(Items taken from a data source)
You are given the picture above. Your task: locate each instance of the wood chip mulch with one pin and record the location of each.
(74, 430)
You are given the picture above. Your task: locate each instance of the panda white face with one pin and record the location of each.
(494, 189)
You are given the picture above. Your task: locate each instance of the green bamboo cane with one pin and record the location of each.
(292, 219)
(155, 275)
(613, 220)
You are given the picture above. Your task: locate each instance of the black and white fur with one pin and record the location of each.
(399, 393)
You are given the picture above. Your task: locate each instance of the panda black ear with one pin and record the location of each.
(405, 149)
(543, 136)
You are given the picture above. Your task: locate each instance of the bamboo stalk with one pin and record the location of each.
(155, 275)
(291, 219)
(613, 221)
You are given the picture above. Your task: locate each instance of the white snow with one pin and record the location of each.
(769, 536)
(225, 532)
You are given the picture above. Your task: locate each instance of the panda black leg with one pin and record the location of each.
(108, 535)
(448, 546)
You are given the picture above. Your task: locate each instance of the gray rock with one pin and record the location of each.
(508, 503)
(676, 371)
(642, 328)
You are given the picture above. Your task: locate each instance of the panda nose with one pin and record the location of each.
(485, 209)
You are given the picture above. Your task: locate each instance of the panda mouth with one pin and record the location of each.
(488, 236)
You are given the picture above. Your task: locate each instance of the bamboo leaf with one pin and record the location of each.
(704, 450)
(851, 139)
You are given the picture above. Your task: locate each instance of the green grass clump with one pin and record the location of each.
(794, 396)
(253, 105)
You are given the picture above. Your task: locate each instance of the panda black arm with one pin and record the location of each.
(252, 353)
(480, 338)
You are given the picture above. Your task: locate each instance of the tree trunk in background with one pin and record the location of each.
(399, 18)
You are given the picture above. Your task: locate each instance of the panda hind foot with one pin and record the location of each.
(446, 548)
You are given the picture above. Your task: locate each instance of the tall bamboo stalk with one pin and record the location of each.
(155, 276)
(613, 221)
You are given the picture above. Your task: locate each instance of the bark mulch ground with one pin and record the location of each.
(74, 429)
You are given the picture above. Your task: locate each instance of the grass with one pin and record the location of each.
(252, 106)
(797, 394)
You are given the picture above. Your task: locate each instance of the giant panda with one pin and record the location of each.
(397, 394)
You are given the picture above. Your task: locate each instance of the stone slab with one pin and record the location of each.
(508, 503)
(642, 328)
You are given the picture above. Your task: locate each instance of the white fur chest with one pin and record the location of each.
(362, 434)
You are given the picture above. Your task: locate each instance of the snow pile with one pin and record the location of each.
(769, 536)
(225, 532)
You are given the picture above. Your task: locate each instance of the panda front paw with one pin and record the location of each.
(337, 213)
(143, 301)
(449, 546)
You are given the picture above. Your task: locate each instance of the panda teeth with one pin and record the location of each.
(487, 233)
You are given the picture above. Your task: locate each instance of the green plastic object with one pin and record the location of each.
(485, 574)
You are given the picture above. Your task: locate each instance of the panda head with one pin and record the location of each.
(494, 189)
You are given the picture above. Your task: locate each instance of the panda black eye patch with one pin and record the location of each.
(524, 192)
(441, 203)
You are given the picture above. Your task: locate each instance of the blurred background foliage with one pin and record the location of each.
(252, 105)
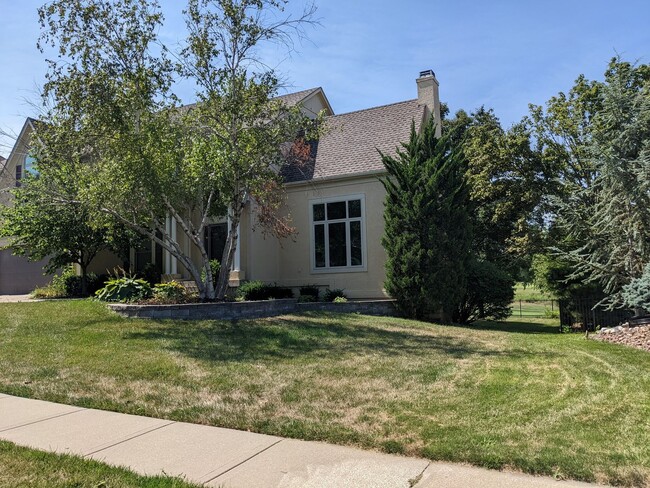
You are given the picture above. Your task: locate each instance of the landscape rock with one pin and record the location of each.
(638, 337)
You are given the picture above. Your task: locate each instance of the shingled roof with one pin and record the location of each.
(351, 141)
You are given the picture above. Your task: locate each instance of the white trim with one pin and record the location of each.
(312, 239)
(236, 265)
(173, 236)
(350, 176)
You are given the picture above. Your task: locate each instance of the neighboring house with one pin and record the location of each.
(335, 201)
(17, 274)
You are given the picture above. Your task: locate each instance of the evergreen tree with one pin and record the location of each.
(427, 232)
(606, 221)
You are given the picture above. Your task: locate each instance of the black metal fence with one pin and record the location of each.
(585, 314)
(535, 308)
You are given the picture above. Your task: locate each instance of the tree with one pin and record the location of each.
(40, 227)
(599, 138)
(146, 160)
(490, 292)
(427, 230)
(507, 182)
(240, 129)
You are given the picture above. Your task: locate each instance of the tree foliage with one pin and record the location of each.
(145, 159)
(41, 227)
(427, 229)
(507, 183)
(598, 139)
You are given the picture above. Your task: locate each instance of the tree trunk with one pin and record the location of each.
(228, 254)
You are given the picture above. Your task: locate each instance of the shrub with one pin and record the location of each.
(490, 292)
(309, 291)
(48, 292)
(258, 290)
(125, 289)
(151, 273)
(331, 295)
(68, 284)
(307, 299)
(215, 267)
(280, 292)
(171, 292)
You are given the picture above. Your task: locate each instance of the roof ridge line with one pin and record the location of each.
(373, 108)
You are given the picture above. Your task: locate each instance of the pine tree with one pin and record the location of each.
(608, 220)
(427, 230)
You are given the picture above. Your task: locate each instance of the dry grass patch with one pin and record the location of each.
(514, 395)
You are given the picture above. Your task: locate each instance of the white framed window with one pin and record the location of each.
(338, 234)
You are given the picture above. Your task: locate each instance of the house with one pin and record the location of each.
(335, 201)
(18, 275)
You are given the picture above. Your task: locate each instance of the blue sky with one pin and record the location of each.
(502, 54)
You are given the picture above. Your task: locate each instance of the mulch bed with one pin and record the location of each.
(638, 337)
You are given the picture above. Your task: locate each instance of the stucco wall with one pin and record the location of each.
(294, 254)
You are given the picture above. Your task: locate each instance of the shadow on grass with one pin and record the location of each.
(305, 336)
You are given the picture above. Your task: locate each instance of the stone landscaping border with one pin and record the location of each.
(251, 310)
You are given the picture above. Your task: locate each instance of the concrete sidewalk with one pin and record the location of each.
(229, 458)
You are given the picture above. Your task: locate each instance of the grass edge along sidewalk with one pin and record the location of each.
(500, 395)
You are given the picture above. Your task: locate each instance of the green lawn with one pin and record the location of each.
(22, 467)
(502, 395)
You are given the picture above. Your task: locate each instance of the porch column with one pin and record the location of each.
(237, 261)
(171, 263)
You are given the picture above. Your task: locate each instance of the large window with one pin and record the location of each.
(19, 174)
(338, 234)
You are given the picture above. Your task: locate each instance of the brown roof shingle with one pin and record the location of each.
(351, 141)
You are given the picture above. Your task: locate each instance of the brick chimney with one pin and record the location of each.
(428, 95)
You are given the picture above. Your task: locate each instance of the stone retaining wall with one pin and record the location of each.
(250, 310)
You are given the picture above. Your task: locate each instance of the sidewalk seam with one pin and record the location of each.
(414, 482)
(242, 462)
(130, 438)
(42, 420)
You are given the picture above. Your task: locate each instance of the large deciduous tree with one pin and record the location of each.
(427, 229)
(38, 226)
(145, 159)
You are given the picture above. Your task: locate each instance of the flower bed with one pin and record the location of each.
(250, 310)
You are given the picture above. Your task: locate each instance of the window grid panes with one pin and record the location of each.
(337, 234)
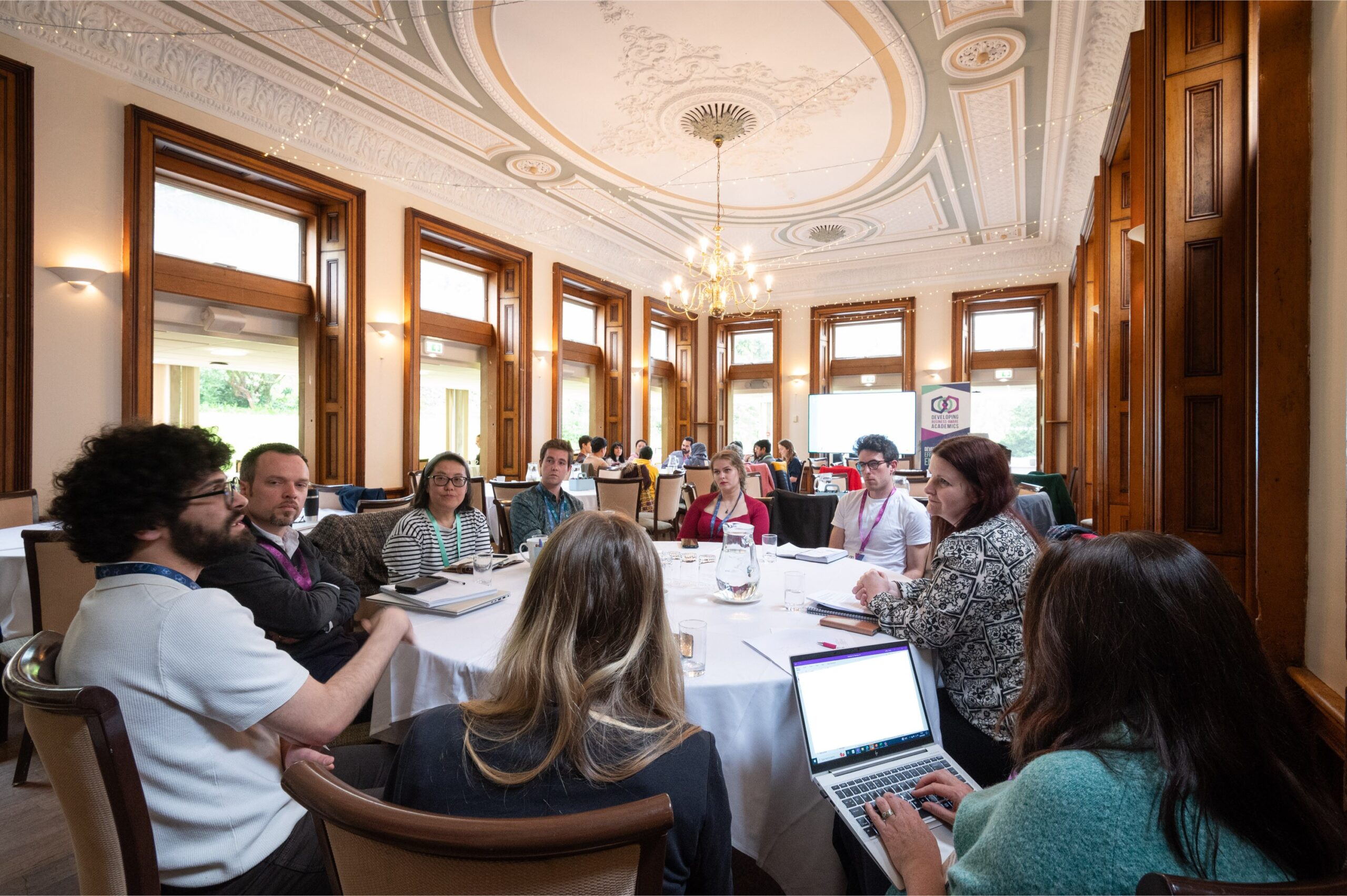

### TASK INSTRUCTIONS
Output all of the material above as a numbered list, one line per entry, leaving out blank lines and the pictures.

### COMPLETED EXERCISE
1. You are given the picture above. Your task: locate each instance of the wood chip mulch with one pin and record the location of each.
2. (74, 430)
3. You are given the picture above. Your task: locate each instance of the panda white face with one pin and record the location of each.
4. (494, 189)
5. You are given the picture above. Your task: locate each instance of the green bamboo cane with one pin and record the location of each.
6. (292, 219)
7. (155, 275)
8. (613, 220)
9. You are given the picture above. Your task: locate each instance of the black and white fur with one pin and record the location of each.
10. (399, 393)
11. You are given the picture above. Your task: locate each instance of the panda black ear with one pin and record the location of each.
12. (405, 149)
13. (543, 136)
14. You are given the picture above. Your task: locate each instance of the bamboo stalk with one pin and record the location of each.
15. (155, 275)
16. (291, 219)
17. (613, 221)
18. You are given the picture above. Your task: locate each instance of the white snow with one pin and record the location of each.
19. (769, 536)
20. (225, 532)
21. You are given the picture above. Your task: locate each instance of the panda black leg with one pin and record the location of each.
22. (108, 535)
23. (448, 546)
24. You are given the picture above. Your task: locate each instance of the gray rock with one pin and record the location of each.
25. (508, 503)
26. (676, 371)
27. (642, 328)
28. You are given the picture above. Your task: locate each instance of the panda nose with one pin and record the location of each.
29. (485, 209)
30. You are given the picture above. Your task: locate each instance of the panda mouth with one pin and record the location of each.
31. (488, 236)
32. You are given the picture above. Your task: locate each instance of the bamboo leaf with one pin and record the location of each.
33. (704, 450)
34. (851, 139)
35. You are given the picture above. Your task: locate each instance of the green grass clump with one pin and record the location of each.
36. (794, 396)
37. (253, 105)
38. You are given the picture above. Your task: locate each instance of the panda black arm with one pin and record the location of each.
39. (252, 353)
40. (480, 338)
41. You are given the picture above. Your task: locate each instance of the tree trunk in background with one pin and record the location of each.
42. (399, 18)
43. You are given the picture above. Your task: locate each instance of the panda hind foot with one pin and record the location of each.
44. (446, 548)
45. You are given the picture above. Your task: locate each instance of the tall bamboo stalk with one pin and record the location of each.
46. (155, 276)
47. (613, 221)
48. You are given the picture above. Your task: locate each instance of the bark mulch ground with one pin and record the location of each.
49. (74, 429)
50. You are given the picture above. Your task: locate each instance of the grass with one pin and record the location of each.
51. (252, 106)
52. (797, 394)
53. You are given the picture above. Your task: locate each instance of the giant panda with one pin and record the location of each.
54. (397, 394)
55. You are given the picture above. Your task: locate each instance of the stone slab with one pin and record the location of each.
56. (508, 503)
57. (642, 328)
58. You are given the picture above. Your task: locate each instance of the white fur chest with one pin and record the location of each.
59. (362, 434)
60. You are given the picture above. Your task: locate each instance of the snow pile with one pin and record the location of each.
61. (769, 536)
62. (225, 532)
63. You are given the picture above. Your task: locate each instance of the panda front paw with one pin and record the location of each.
64. (337, 213)
65. (143, 301)
66. (449, 546)
67. You are given the picture above. Your task: locate each instance of the panda teeth with one pin and record the location of each.
68. (487, 233)
69. You are given the picture above. Your task: locate each instance of the green plastic object with one pin and record the location of each.
70. (485, 574)
71. You are given the picture above. Your task: locate each instance of the panda head with one pin and record the location of each.
72. (494, 189)
73. You are given the picture above. Your task: locate each instance of the panda black eye patch with one pin and record the location of each.
74. (524, 192)
75. (441, 203)
76. You are given the picture above. Your task: locate each instance of the blurred background foliage with one pin and record the location of each.
77. (252, 105)
78. You are given the picture above. Your task: locate each instance of the landscape rock with one pin and record the location of each.
79. (638, 337)
80. You are given the picture above. Your task: locate each instance of the shingled roof with one pin and record the location of each.
81. (351, 141)
82. You are given the picture above. Your task: locate each instance of the white trim with one pin and record the location of each.
83. (312, 239)
84. (236, 265)
85. (173, 236)
86. (350, 176)
87. You are given the picture above. Your task: locate each instance of the neighboring house with one pin and record the location of each.
88. (335, 201)
89. (17, 274)
90. You are given the picture above. Your task: locate each instance of the evergreen tree with one pin and record the location of each.
91. (427, 232)
92. (606, 221)
93. You are given the picture above. Your task: locate each instance of the black metal fence with one pin and record the location of each.
94. (585, 314)
95. (535, 308)
96. You are given the picture above. Your task: locate each instance of the tree with one pin and record the location of each.
97. (40, 227)
98. (599, 138)
99. (146, 160)
100. (490, 292)
101. (427, 230)
102. (507, 182)
103. (240, 129)
104. You are given the picture above. Your task: locate each instance of the tree foliage with one pin and record the location of each.
105. (145, 159)
106. (41, 227)
107. (427, 229)
108. (507, 183)
109. (598, 139)
110. You are given the picture above. Your task: locate each instance of the tree trunk with one pin and record the location of each.
111. (228, 254)
112. You are given the picture above. Your task: locate each instance of the shrub with one pin and record the location of each.
113. (490, 292)
114. (309, 291)
115. (48, 292)
116. (258, 290)
117. (125, 289)
118. (151, 273)
119. (331, 295)
120. (68, 284)
121. (307, 299)
122. (215, 267)
123. (280, 292)
124. (171, 292)
125. You are given the picture above. Your task: locate each instance of the roof ridge line with one pin and record the location of each.
126. (373, 108)
127. You are given the picture above. Your task: locate each instance of the pine tree with one pin and record the location of each.
128. (608, 220)
129. (427, 230)
130. You are given the picture above. Your task: locate each instance of the dry grass patch with one pin and record the location of each.
131. (514, 395)
132. You are given the picture above. Your task: locate each instance of the white framed window with one pin and record the location of each.
133. (338, 234)
134. You are given the picture above. Your task: locate each instance of the house with one pin and record the location of each.
135. (335, 201)
136. (18, 275)
137. You are given the picture above. Your task: locate each instance of the blue sky with one pin and record the location of each.
138. (502, 54)
139. You are given the picture above. Your task: locate each instance of the mulch bed with one pin and record the location of each.
140. (638, 337)
141. You are given the picture above. Your task: locate each instance of the stucco wall with one pin and record the location of each.
142. (294, 254)
143. You are given the picture above. Your task: locate each instance of the shadow on grass with one pin and record the location of each.
144. (305, 336)
145. You are given the picture above. Your task: locate each instance of the stone landscaping border with one pin and record the location of each.
146. (251, 310)
147. You are given the picture above. Your task: locate each instance of the concrete sidewalk with one pin and record the location of each.
148. (229, 458)
149. You are given the picture above. Your task: locate each instance of the grass edge along sidewalk with one pin and record the location of each.
150. (500, 395)
151. You are given the picture above. Your task: locate each instance of the green lawn with one pin and record the location of each.
152. (22, 467)
153. (502, 395)
154. You are given the picture above. Your task: locate each instance of the porch column with one pin and record the location of each.
155. (237, 261)
156. (171, 263)
157. You are given the picture above. Your task: locate each instance of the large window with one pin and record the location of each.
158. (19, 174)
159. (338, 234)
160. You are given the picture above. Your task: locate each instance of the brown roof shingle with one pin and record the location of each.
161. (351, 141)
162. You are given the picture above. Your task: locate each instance of the brick chimney with one pin and record the location of each.
163. (428, 95)
164. You are given the picture above. Your task: locate each instance of the stone retaining wall with one pin and record the location of each.
165. (250, 310)
166. You are given the picture above. Your task: locate each instance of the sidewalk seam with one pin and record the location of each.
167. (414, 482)
168. (242, 462)
169. (130, 438)
170. (42, 420)
171. You are given the picture above. Your task: locate each instance of the large deciduous tree with one pin and record the location of each.
172. (427, 229)
173. (38, 226)
174. (145, 159)
175. You are given the picture above. Your task: locate each instance of the flower bed with one pin and record the location of each.
176. (250, 310)
177. You are given the picture above. Your task: locate each instance of the window grid panes with one pin and record the location of each.
178. (337, 234)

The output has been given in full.